-- Start PROVIDED DATA --

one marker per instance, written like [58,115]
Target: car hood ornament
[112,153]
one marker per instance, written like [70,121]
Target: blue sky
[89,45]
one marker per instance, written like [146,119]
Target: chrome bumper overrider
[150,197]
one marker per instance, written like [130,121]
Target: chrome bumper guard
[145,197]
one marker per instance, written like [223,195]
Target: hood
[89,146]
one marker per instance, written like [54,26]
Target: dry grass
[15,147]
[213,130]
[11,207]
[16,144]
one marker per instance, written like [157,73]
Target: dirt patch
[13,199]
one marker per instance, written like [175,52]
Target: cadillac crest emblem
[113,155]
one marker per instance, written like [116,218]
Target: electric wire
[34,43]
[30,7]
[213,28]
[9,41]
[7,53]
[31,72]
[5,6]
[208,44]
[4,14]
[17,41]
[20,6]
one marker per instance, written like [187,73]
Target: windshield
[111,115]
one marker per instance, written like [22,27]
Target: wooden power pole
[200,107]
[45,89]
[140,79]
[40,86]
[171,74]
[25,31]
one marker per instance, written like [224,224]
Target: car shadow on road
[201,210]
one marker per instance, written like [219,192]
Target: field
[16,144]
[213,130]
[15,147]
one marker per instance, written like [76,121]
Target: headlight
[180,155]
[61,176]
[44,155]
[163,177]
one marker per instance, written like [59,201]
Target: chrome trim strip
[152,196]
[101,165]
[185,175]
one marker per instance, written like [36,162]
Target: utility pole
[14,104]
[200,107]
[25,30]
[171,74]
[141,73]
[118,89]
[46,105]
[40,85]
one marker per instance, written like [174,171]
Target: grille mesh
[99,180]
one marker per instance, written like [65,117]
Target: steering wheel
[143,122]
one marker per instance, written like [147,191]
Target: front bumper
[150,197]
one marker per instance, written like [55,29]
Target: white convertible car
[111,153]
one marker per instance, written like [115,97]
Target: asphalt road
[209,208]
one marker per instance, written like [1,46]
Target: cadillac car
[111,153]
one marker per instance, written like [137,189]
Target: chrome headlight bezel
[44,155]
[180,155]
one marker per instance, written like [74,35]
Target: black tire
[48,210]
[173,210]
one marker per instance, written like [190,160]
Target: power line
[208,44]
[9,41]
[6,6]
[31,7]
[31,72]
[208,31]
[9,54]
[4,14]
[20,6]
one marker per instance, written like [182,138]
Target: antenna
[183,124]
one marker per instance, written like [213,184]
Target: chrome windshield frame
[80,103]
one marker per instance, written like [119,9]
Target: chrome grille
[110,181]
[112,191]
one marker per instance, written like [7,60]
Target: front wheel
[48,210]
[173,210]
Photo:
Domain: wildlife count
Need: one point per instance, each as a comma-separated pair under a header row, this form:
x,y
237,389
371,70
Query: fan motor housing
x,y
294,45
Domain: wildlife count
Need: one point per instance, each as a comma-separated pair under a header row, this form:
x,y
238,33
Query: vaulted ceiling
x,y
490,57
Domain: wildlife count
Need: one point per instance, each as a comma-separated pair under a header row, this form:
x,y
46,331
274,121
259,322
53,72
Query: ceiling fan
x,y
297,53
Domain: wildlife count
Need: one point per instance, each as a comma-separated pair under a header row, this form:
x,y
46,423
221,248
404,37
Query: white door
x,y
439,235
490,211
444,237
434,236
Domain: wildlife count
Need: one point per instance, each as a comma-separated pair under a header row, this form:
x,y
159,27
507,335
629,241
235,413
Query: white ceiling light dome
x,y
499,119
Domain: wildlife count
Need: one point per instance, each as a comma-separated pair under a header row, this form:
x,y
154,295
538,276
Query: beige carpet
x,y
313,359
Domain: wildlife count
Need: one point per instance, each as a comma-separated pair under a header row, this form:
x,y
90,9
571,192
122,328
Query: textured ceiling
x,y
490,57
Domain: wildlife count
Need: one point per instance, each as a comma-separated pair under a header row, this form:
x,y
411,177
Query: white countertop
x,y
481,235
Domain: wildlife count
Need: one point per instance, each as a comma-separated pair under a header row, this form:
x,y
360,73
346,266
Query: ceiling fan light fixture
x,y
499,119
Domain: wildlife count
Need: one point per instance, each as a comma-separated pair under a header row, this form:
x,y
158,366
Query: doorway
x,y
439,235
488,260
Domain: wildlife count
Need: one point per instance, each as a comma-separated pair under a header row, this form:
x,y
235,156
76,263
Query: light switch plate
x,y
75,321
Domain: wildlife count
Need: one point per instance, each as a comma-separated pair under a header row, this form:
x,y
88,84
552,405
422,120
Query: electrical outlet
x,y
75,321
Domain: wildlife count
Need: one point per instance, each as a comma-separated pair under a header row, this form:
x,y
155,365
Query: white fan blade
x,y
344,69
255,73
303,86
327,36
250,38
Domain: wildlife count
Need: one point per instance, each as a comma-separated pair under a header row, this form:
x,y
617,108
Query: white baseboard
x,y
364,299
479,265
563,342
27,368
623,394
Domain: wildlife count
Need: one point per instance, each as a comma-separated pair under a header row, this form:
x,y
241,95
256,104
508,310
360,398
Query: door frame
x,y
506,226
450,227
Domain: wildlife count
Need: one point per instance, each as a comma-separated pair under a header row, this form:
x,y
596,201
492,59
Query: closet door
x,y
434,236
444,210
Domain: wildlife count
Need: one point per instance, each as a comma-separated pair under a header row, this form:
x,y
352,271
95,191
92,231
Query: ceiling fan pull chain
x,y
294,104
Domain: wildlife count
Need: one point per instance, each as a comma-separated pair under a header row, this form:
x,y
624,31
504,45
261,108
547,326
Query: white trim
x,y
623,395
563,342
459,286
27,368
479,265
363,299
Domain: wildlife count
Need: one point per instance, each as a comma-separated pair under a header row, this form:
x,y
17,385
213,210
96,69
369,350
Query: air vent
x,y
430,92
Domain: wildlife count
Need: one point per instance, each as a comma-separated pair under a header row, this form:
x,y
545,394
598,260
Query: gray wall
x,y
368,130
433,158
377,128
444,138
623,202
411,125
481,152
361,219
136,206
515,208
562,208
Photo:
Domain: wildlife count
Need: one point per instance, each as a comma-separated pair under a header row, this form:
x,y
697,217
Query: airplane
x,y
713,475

-- End PROVIDED DATA --

TASK GOAL
Locate every line in the material above that contains the string "white", and copy each such line. Case counts.

RESULT OF THE TASK
Target: white convertible car
Query: white door
Query: white ceiling light dome
Query: white countertop
Query: white fan blade
Query: white baseboard
Query: white trim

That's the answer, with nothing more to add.